▶ _PROBLEM REQUIREMENTS_: Please write out only the lines from the line with "like [[83, 75]]." to the line with "like [[68, 66]].", inclusive, exactly as they stand below, without the pictures.

▶ _STORED DATA_:
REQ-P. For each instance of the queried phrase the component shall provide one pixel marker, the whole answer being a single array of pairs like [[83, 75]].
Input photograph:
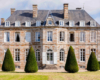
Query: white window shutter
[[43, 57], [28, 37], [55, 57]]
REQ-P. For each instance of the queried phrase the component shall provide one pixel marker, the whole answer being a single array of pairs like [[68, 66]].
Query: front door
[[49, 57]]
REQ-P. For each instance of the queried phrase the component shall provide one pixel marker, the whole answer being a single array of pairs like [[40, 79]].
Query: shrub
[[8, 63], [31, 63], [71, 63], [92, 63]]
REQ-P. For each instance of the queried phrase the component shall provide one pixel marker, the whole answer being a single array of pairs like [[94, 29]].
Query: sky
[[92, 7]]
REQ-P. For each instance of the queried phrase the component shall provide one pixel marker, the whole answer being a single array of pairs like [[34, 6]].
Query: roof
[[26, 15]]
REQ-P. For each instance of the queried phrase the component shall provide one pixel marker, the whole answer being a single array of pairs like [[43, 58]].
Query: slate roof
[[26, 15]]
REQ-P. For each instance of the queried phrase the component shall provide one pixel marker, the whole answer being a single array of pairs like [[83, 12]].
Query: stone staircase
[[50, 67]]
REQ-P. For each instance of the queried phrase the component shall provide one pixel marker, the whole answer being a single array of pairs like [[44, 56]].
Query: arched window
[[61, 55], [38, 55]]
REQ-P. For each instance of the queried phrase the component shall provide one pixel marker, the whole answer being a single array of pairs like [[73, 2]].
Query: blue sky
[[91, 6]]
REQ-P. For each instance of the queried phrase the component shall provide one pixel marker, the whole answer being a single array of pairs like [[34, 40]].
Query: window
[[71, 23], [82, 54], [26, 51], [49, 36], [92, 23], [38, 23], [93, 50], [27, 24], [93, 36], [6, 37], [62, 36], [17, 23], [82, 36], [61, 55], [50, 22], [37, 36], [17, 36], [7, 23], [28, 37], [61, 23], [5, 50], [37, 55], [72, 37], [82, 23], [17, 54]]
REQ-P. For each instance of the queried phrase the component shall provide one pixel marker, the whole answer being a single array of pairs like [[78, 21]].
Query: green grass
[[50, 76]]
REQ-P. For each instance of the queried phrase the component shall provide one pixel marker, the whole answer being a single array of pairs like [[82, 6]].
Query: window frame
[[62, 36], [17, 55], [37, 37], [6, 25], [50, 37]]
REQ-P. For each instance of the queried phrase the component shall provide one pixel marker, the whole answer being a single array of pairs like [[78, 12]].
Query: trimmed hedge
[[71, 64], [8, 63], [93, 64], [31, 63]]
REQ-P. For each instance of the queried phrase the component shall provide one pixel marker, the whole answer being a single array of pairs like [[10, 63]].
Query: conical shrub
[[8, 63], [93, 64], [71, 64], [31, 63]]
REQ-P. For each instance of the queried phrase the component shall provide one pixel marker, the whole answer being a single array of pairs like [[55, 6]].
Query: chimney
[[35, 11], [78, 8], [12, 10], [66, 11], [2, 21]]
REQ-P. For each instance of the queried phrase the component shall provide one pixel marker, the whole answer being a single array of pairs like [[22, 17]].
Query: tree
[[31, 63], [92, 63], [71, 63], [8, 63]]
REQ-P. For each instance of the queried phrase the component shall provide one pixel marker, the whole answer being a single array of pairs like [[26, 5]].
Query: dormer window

---

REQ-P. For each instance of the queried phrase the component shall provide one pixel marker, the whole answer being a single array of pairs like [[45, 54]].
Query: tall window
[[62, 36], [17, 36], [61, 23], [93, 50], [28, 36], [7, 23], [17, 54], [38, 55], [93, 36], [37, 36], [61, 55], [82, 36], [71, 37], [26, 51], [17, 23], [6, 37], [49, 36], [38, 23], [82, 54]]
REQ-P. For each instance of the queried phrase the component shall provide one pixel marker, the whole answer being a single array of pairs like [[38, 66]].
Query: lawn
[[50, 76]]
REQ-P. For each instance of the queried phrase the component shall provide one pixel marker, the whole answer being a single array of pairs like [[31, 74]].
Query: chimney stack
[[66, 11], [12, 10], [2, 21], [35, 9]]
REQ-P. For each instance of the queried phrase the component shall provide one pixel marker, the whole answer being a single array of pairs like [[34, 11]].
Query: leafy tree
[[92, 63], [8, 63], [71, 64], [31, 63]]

▶ _ANSWER SECTION_:
REQ-P. For each instance of the queried phrase the component shall provide one pixel marker, the whole answer being a single array of pairs like [[83, 75]].
Input photograph:
Query: white window shutter
[[43, 57], [28, 37], [55, 57]]
REQ-P. For each instance of the queried phrase the component shall provide one pixel marker, the whole answer being a single array of pairs like [[68, 66]].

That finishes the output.